The CES crowd seems to be dwindling every year as more tech companies wait until events like Mobile World Congress or their own developer shows to announce new products. But at CES 2018, even though we saw fewer things, they were also more interesting than previous years. We also saw Google, for the first time, make a spectacle out on the convention floors, fighting back against Amazon’s Alexa takeover.

Cover CES enough times, and you’ll also see trends start and grow from the show floor booths. Fingerprint readers that are directly embedded into touchscreens, for example, might be the new standard — just as the Qi wireless standard became universal this year now that Apple has adopted it on its latest iPhone models.

While there’s no one breakout product that stole the show this year, these are the pieces of technology that will shape 2018, and beyond, in tech. —Natt Garun

Photo by James Bareham / The Verge

Best in Show

Synaptics’ Clear ID fingerprint sensor

CES tends to have this weird duality where devices from the far-out future sit alongside iterative updates to gadgets from the here and now. There’s rarely a futuristic object from the near future. But this year, we got exactly that in the shape of a Vivo smartphone with the fingerprint reader built into the display. A Synaptics optical sensor sits just under the display and peers through the gaps between the OLED dots to recognize the unique pattern of your fingerprint. Using it feels just like any of the physical biometric sensors we’re used to — except it no longer requires dedicated space on the front of your phone, and thus allows for some very sleek, no-compromise designs. The best part is that the Synaptics optical fingerprint reader is already in mass production, and 2018 looks set to be full of new smartphones that use it. Vivo is just the beginning. —Vlad Savov

Photo by James Bareham / The Verge

Most in Show (Formerly best hype)

Google Assistant

How do you beat a voice assistant that’s absolutely everywhere at CES? By being even more everywhere. After two years of Alexa being the dominant voice assistant at the show, Google came out in full force, making sure the Google Assistant was inside more gadgets — and more types of gadgets — than its opponent. Now, maybe that’s because everything already seems to have Alexa built in. (Many of this year’s gadgets supported both assistants, if not more.) Google also got its Assistant into a wide variety of products, ranging from speakers, screens, headphones, pet feeders, infotainment systems, TVs, a light switch, and yeah, even more speakers. You really couldn’t go more than a few minutes this year without hearing about a new Google Assistant integration. While Alexa may be integrated in more things (roughly 4,000 products to Google’s 1,500 compatible devices), more people paid attention to Google Assistant this year than ever.
────────
**SHORT EXERCISE 1:**
Can you reproduce, word for word, the stretch of the CES 2018 roundup from "The CES crowd" through "latest iPhone models."?

Rows from a segmentation dataset
────────
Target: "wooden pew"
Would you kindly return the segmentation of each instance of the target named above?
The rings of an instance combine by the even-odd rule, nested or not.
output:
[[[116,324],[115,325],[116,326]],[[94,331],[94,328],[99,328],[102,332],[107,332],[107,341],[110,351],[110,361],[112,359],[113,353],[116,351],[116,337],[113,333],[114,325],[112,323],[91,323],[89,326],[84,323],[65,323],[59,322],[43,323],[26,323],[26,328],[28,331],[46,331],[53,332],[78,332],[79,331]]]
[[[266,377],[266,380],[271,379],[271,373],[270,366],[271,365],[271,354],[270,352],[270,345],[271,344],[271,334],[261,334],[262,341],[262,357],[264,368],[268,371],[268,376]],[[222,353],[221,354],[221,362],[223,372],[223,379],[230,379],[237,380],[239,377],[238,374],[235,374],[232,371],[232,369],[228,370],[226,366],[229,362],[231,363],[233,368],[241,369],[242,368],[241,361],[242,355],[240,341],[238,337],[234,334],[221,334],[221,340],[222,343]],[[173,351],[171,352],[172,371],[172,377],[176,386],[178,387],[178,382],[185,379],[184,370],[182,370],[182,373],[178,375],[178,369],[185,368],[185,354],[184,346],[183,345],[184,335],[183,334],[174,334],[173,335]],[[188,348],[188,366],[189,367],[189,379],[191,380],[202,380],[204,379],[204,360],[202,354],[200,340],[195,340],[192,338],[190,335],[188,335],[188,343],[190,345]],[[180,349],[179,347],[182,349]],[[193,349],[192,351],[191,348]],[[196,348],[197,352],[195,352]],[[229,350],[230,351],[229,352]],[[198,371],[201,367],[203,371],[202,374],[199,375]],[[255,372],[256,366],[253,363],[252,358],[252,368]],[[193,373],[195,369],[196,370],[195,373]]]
────────
**SHORT EXERCISE 2:**
Will you rewrite every line of the records above as a Markdown table with the columns Row and Line, giving each line a row number and leaving out blank lines?

**RESULT 1:**
The CES crowd seems to be dwindling every year as more tech companies wait until events like Mobile World Congress or their own developer shows to announce new products. But at CES 2018, even though we saw fewer things, they were also more interesting than previous years. We also saw Google, for the first time, make a spectacle out on the convention floors, fighting back against Amazon’s Alexa takeover.

Cover CES enough times, and you’ll also see trends start and grow from the show floor booths. Fingerprint readers that are directly embedded into touchscreens, for example, might be the new standard — just as the Qi wireless standard became universal this year now that Apple has adopted it on its latest iPhone models.

**RESULT 2:**
| Row | Line |
|---|---|
| 1 | Target: "wooden pew" |
| 2 | Would you kindly return the segmentation of each instance of the target named above? |
| 3 | The rings of an instance combine by the even-odd rule, nested or not. |
| 4 | output: |
| 5 | [[[116,324],[115,325],[116,326]],[[94,331],[94,328],[99,328],[102,332],[107,332],[107,341],[110,351],[110,361],[112,359],[113,353],[116,351],[116,337],[113,333],[114,325],[112,323],[91,323],[89,326],[84,323],[65,323],[59,322],[43,323],[26,323],[26,328],[28,331],[46,331],[53,332],[78,332],[79,331]]] |
| 6 | [[[266,377],[266,380],[271,379],[271,373],[270,366],[271,365],[271,354],[270,352],[270,345],[271,344],[271,334],[261,334],[262,341],[262,357],[264,368],[268,371],[268,376]],[[222,353],[221,354],[221,362],[223,372],[223,379],[230,379],[237,380],[239,377],[238,374],[235,374],[232,371],[232,369],[228,370],[226,366],[229,362],[231,363],[233,368],[241,369],[242,368],[241,361],[242,355],[240,341],[238,337],[234,334],[221,334],[221,340],[222,343]],[[173,351],[171,352],[172,371],[172,377],[176,386],[178,387],[178,382],[185,379],[184,370],[182,370],[182,373],[178,375],[178,369],[185,368],[185,354],[184,346],[183,345],[184,335],[183,334],[174,334],[173,335]],[[188,348],[188,366],[189,367],[189,379],[191,380],[202,380],[204,379],[204,360],[202,354],[200,340],[195,340],[192,338],[190,335],[188,335],[188,343],[190,345]],[[180,349],[179,347],[182,349]],[[193,349],[192,351],[191,348]],[[196,348],[197,352],[195,352]],[[229,350],[230,351],[229,352]],[[198,371],[201,367],[203,371],[202,374],[199,375]],[[255,372],[256,366],[253,363],[252,358],[252,368]],[[193,373],[195,369],[196,370],[195,373]]] |